* **PROBLEM**
Reproduce the entries word for word, and omit any picture you find in them.

[Data items]

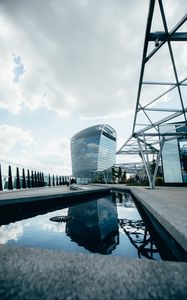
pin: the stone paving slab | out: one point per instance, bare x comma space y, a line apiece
169, 207
45, 193
45, 274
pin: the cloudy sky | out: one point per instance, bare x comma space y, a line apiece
67, 65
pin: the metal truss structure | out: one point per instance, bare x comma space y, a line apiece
162, 90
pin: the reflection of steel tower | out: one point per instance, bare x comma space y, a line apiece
94, 225
93, 149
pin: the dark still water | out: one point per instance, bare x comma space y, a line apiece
107, 225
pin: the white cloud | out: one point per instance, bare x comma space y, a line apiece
10, 136
79, 55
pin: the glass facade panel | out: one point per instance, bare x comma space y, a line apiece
93, 149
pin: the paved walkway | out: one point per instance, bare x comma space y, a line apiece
45, 274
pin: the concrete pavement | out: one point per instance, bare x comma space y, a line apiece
45, 274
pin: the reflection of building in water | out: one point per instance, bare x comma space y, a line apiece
123, 199
94, 226
139, 237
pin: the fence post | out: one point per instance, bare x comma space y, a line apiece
49, 180
17, 179
32, 179
10, 185
23, 180
53, 180
1, 185
28, 179
35, 180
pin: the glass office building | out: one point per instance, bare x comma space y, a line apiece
174, 154
92, 150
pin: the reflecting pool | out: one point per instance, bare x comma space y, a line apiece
108, 225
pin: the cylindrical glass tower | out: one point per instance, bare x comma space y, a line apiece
92, 149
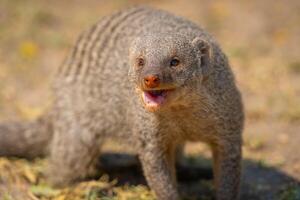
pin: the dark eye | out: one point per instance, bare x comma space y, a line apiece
140, 62
174, 62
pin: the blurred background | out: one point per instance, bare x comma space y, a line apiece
261, 39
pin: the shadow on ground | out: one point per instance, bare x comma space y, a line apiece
195, 179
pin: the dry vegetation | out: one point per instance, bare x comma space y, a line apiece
261, 39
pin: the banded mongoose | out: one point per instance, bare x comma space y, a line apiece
151, 80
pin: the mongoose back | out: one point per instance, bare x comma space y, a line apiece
151, 80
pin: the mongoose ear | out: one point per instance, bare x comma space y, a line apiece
204, 52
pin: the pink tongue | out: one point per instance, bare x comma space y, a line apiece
153, 100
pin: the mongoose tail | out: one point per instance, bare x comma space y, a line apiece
25, 139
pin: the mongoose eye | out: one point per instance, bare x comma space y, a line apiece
174, 62
140, 62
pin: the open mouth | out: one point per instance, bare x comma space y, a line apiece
153, 99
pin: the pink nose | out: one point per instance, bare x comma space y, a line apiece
151, 81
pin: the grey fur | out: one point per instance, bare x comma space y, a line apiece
98, 95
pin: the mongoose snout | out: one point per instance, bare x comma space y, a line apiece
151, 81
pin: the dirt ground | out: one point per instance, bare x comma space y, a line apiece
261, 39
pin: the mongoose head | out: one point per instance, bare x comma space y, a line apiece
165, 68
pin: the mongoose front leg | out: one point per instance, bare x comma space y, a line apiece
227, 169
159, 169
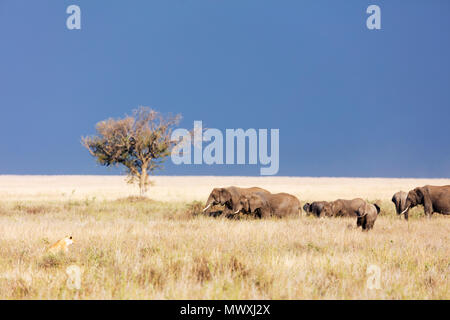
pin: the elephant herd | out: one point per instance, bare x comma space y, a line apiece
263, 204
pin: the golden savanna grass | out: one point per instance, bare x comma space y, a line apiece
162, 248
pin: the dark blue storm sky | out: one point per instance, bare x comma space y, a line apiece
348, 101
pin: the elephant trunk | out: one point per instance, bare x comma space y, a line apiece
406, 210
207, 207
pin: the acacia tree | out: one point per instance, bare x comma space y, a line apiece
140, 142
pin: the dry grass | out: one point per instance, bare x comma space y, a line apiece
163, 249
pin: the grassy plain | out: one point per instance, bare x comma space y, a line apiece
130, 248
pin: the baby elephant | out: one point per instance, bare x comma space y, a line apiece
367, 214
266, 205
315, 208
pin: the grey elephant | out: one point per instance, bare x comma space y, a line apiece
267, 205
315, 208
367, 215
229, 197
399, 199
433, 198
343, 208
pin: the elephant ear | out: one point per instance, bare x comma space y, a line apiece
224, 195
245, 203
256, 202
419, 194
377, 207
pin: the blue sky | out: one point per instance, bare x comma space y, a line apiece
348, 101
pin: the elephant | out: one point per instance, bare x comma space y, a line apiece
399, 199
315, 208
433, 198
367, 214
229, 197
266, 205
343, 208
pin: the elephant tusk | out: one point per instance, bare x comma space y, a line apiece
405, 210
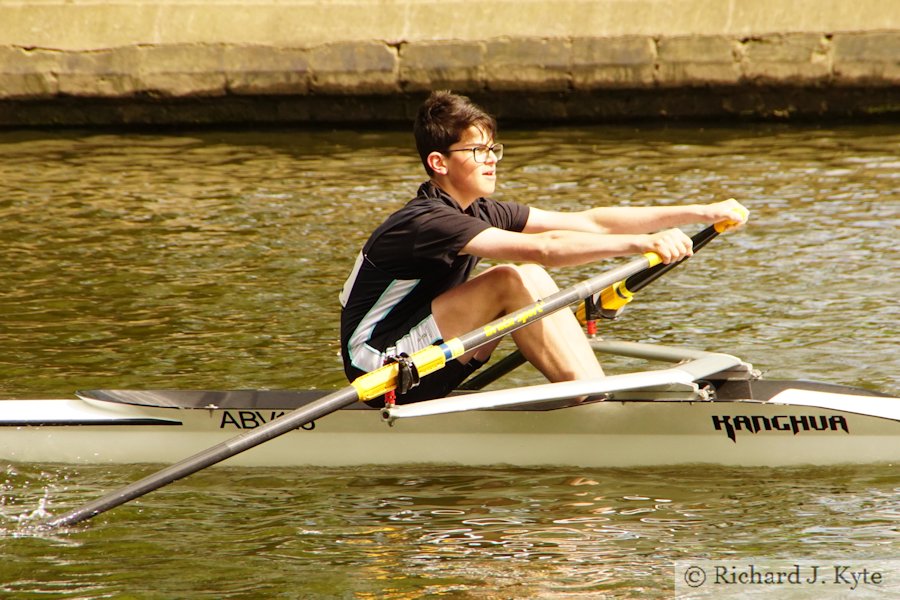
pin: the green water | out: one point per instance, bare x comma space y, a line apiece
214, 259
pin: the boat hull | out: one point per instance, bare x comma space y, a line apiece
598, 434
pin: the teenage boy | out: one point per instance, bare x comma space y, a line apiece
411, 285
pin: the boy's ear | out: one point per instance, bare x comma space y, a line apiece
437, 162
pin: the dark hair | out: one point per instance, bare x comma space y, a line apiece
443, 118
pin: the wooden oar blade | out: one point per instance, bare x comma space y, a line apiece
884, 407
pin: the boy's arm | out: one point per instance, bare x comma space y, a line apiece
633, 219
558, 248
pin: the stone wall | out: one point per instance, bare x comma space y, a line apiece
80, 62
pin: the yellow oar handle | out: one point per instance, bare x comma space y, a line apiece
653, 258
723, 226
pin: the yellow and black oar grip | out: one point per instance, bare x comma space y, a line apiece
427, 360
723, 226
615, 296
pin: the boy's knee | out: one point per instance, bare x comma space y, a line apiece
529, 278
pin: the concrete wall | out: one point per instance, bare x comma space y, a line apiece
220, 61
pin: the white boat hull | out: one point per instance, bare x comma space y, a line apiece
598, 434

* **COMPLETED TASK**
pin: the stone paving slab | out: one point per instance, bare x comma space y, a line apiece
169, 207
45, 193
45, 274
pin: the cloudy sky | out: one point per instance, bare x comma space y, a line apiece
67, 65
pin: the metal truss structure | out: one point per instance, bare x comma space y, a line apiece
162, 90
pin: the reflection of steel tower | out: one point per instance, bare x comma space y, a line apiece
94, 225
93, 149
pin: the dark still water | out: one point per instance, bare x comma space y, a line apiece
107, 225
pin: the white cloud | out: one point per instance, bare x comma space y, a line apiece
10, 136
79, 55
pin: the glass facade panel | out: one point per instance, bare x comma space y, a line apiece
93, 149
pin: the paved walkway | out: one point per instance, bare x comma space y, a line apiece
45, 274
pin: the concrete pavement | out: one point per instance, bare x comma space y, a line apiece
45, 274
pin: the reflection of building in water | out: one point per instance, bare x comma space y, a line apiece
123, 199
94, 226
139, 237
pin: the fence post | out: one point per instance, bare x comma space y, a line apiece
49, 180
17, 179
32, 179
10, 185
23, 180
53, 180
1, 185
28, 179
35, 180
pin: the glass office building | out: one point per instance, bare x comma space y, a line apiece
174, 154
92, 150
pin: the reflecting pool | out: one point per instance, bare x comma space y, a line apiece
108, 225
pin: the cylindrical glass tower | out: one point per instance, bare x comma space y, a line apiece
92, 149
pin: the dark eye | out: one point per instance, bare x comma space y, a line apiece
140, 62
174, 62
pin: the blurred background | out: one point per instance, bare x comma space y, a line apiece
261, 39
pin: the shadow on ground | out: one point per instance, bare x comma space y, a line apiece
195, 179
pin: the dry vegetation | out: one point per instance, bare x comma space y, a line apiece
261, 39
pin: the banded mongoose | out: one point per instance, bare x comma space y, a line apiece
151, 80
pin: the mongoose back | out: one point per instance, bare x comma space y, a line apiece
151, 80
pin: the mongoose ear | out: one point per instance, bare x comma space y, a line apiece
204, 52
pin: the pink tongue | out: one point per instance, bare x comma space y, a line apiece
153, 100
pin: the mongoose tail | out: one point per instance, bare x comma space y, a line apiece
25, 139
pin: the mongoose eye | out: one point per instance, bare x comma space y, a line apiece
174, 62
140, 62
pin: the open mouth | out: one point per instance, bare x comma space y, a line apiece
153, 99
pin: the pink nose | out: one point per instance, bare x comma space y, a line apiece
151, 81
pin: the grey fur | out: one point per instance, bare x comma space y, a line apiece
98, 95
pin: the mongoose snout | out: one point per instance, bare x comma space y, a line apiece
151, 81
pin: the dirt ground | out: one point per instance, bare x comma space y, a line apiece
261, 39
pin: the mongoose head | out: one point per instance, bare x comma space y, a line apiece
165, 68
pin: the mongoose front leg | out: one point per instance, bare x comma space y, a line apiece
227, 169
159, 169
pin: the elephant herd | out: one point per instance, bare x comma space y, a line apiece
263, 204
pin: the golden savanna grass | out: one point per instance, bare x comma space y, a line apiece
162, 248
pin: the dark blue storm sky | out: one point per instance, bare x comma space y, a line apiece
348, 101
pin: the elephant trunk | out: one point per instance, bare x comma space y, a line apiece
406, 210
207, 207
pin: the acacia tree | out: one point per instance, bare x comma space y, a line apiece
140, 142
pin: the dry grass | out: one point per instance, bare x comma space y, a line apiece
163, 249
pin: the grassy plain | out: one point per instance, bare x comma space y, a line apiece
130, 248
pin: the baby elephant | out: one point per instance, bare x comma space y, a line apiece
367, 214
266, 205
315, 208
pin: the grey elephant | out: one point per instance, bare x comma space y, a line apiece
267, 205
315, 208
367, 215
229, 197
399, 199
433, 198
343, 208
pin: the elephant ear | out: one point per instance, bare x comma space y, a line apiece
224, 195
245, 203
256, 202
419, 194
377, 207
pin: the blue sky | out: one point per instance, bare x comma space y, a line apiece
348, 101
pin: the elephant | out: one point per instance, bare x comma space y, a line apiece
399, 199
315, 208
433, 198
367, 214
229, 197
266, 205
343, 208
pin: the elephant tusk | out: one point per instance, bare x comma space y, a line apiece
405, 210
pin: the green water | out: one point per instance, bare x comma space y, a line apiece
214, 259
pin: the boat hull | out: one point per instance, bare x comma space y, a line apiece
598, 434
pin: the teenage boy | out: one point per instance, bare x comma space y, a line apiece
411, 285
pin: the boy's ear | out: one point per instance, bare x comma space y, a line apiece
437, 162
pin: the dark hair | out: one point per instance, bare x comma space y, a line apiece
443, 118
pin: the wooden oar blade | out: one point per instance, bare x comma space y, a line apiece
884, 407
pin: the boy's arm | out: one point per instance, bare x comma space y, a line apiece
633, 219
558, 248
pin: the stone wall | out: one point per instance, bare x comma space y, a line apiece
80, 62
pin: the yellow oar handle | out: one point per instance, bare x comma space y, a line apiece
653, 258
723, 226
pin: the yellow and black oar grip | out: one point per instance, bare x comma space y, a line apiece
427, 360
723, 226
615, 296
pin: the boy's knee | out: one point per instance, bare x comma space y, a line apiece
529, 278
pin: the concrete wall | out: one point per instance, bare x comma space y, a line apiece
220, 61
pin: the white boat hull | out: one point per instance, bare x comma space y, a line apiece
598, 434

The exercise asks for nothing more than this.